* _WORK ORDER_
Whenever a line of the data below holds the string "flower", copy that line.
== INFORMATION
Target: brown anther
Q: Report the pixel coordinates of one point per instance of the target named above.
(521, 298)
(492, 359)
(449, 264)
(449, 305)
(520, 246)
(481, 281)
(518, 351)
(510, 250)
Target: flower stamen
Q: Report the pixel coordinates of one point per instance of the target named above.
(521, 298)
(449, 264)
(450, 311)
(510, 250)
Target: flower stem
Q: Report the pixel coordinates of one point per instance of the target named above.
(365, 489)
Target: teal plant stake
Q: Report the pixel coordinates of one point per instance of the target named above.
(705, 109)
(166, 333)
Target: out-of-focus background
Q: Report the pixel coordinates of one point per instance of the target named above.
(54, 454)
====
== INFORMATION
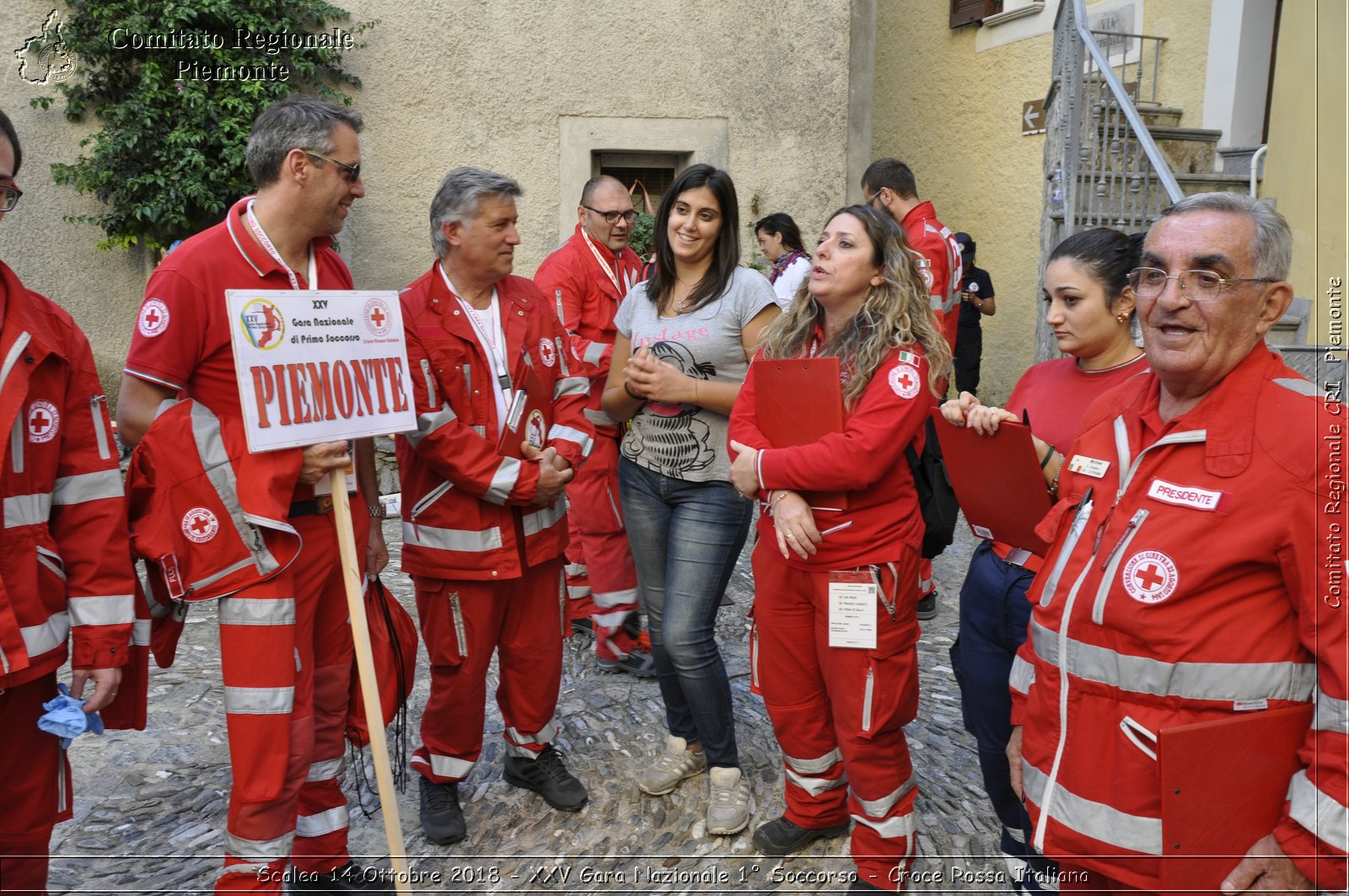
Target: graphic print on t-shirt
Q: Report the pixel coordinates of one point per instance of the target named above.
====
* _RESPONSE TO THIS TASK_
Target: flower stamen
Target: flower stem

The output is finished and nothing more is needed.